■ **Given passage**
# # # # #

Real Villa - Marlia

| Address : | Via Fraga Alta - Marlia |
| Phone: | 0583 30108 |
| Fax: | 0583 30009 |
| Web: | www.parcovillareale.it |
| E-Mail: | info@parcovillareale.it |
The Villa Reale of Marlia has always been the residence of noble families and great patrons of the arts. From 1805, Napoleon's sister Elisa Baciocchi, sovereign of Lucca and subsequently of all Tuscany, created this grandiose "ensemble" by joining Villa Orsetti - built in the sixteenth century for a powerful tuscan family - with the surrounding properties, including the former summer palace of the Bishops of Lucca, erected in the seventeenth century. She had the old Orsetti palace and its loggia remodelled in the Empire style and preserved the splendid seventeenth-century gardens, with their marvellous open-air theatre, the, "Peschiera", "Camellia walk", and "Grotto", all which survive to this day.

# # # # #

■ **Apply what you read**
1 - Transcribe the Villa Reale of Marlia passage verbatim between "Real Villa - Marlia" and "to this day.", inclusive.
2 - Pick up the Villa Reale of Marlia passage after its final sentence and continue it.

# # # # #

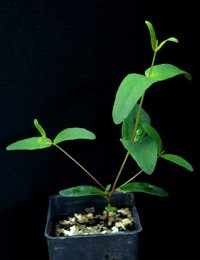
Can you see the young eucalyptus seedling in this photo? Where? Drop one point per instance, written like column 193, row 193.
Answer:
column 141, row 141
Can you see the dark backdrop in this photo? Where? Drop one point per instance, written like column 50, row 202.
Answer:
column 61, row 62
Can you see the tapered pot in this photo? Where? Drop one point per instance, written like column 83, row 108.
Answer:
column 115, row 246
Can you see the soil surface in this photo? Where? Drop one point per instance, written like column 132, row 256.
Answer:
column 89, row 222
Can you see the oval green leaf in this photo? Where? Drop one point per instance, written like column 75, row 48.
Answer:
column 74, row 133
column 32, row 143
column 143, row 152
column 39, row 127
column 165, row 71
column 129, row 92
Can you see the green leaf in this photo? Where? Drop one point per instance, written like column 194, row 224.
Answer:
column 129, row 123
column 155, row 135
column 83, row 190
column 143, row 187
column 177, row 160
column 39, row 127
column 171, row 39
column 74, row 133
column 129, row 92
column 152, row 35
column 108, row 187
column 31, row 143
column 165, row 71
column 143, row 152
column 110, row 208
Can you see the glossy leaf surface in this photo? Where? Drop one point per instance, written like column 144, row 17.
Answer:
column 129, row 92
column 165, row 71
column 143, row 152
column 74, row 133
column 32, row 143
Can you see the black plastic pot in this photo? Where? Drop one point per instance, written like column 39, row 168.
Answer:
column 116, row 246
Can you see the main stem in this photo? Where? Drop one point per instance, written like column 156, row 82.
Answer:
column 133, row 135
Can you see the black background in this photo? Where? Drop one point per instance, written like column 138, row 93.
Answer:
column 61, row 62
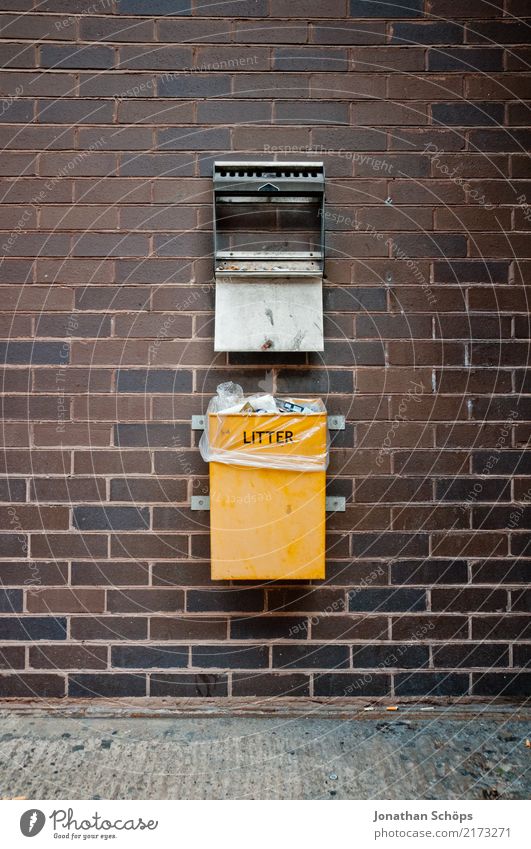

# # # # #

■ **Answers**
1 -
Real Villa - Marlia

| Address : | Via Fraga Alta - Marlia |
| Phone: | 0583 30108 |
| Fax: | 0583 30009 |
| Web: | www.parcovillareale.it |
| E-Mail: | info@parcovillareale.it |
The Villa Reale of Marlia has always been the residence of noble families and great patrons of the arts. From 1805, Napoleon's sister Elisa Baciocchi, sovereign of Lucca and subsequently of all Tuscany, created this grandiose "ensemble" by joining Villa Orsetti - built in the sixteenth century for a powerful tuscan family - with the surrounding properties, including the former summer palace of the Bishops of Lucca, erected in the seventeenth century. She had the old Orsetti palace and its loggia remodelled in the Empire style and preserved the splendid seventeenth-century gardens, with their marvellous open-air theatre, the, "Peschiera", "Camellia walk", and "Grotto", all which survive to this day.

2 -
After the fall of Napoleon, the Villa fell into the possession of the Dukes of Parma and the Grand Dukes of Tuscany before becoming the property of King Victor Emmanuel II, when Italy was unified. The latter then gave it to Prince Charles of Capua, brother to the last king of the Two Sicilies, who had been disinherited following his marriage to a British lady who was not of royal blood, Penelope Smyth of Ballynatray.
This romantic though unfortunate couple spent the rest of their life at Villa Reale and can be found buried in the chapel in the grounds. Their son, given his religious mania and eccentric behaviour, was known as the "mad Prince". In order to cover his debts after his death in 1918, the Villa was put up for sale, the contents auctioned and many of the trees in the grounds were cut down for timber.
Count and Countess Pecci-Blunt, parents of the present owners, bought the property in 1924, just in time to stop the total destruction of the park. They then commissioned the famous French architect Jacques Greber to restore the park and had him replant the grounds and create the "Spanish garden", various streams and a lake that still form today a harmonious and romantic complement to the series of classic Italian gardens remaining from the times of the Orsetti.
In the past, guests of particular importance at the Villa have been the violinist Paganini, numerous members of European Royal families and the American painter John Singer Sargent, who did watercolours of the gardens.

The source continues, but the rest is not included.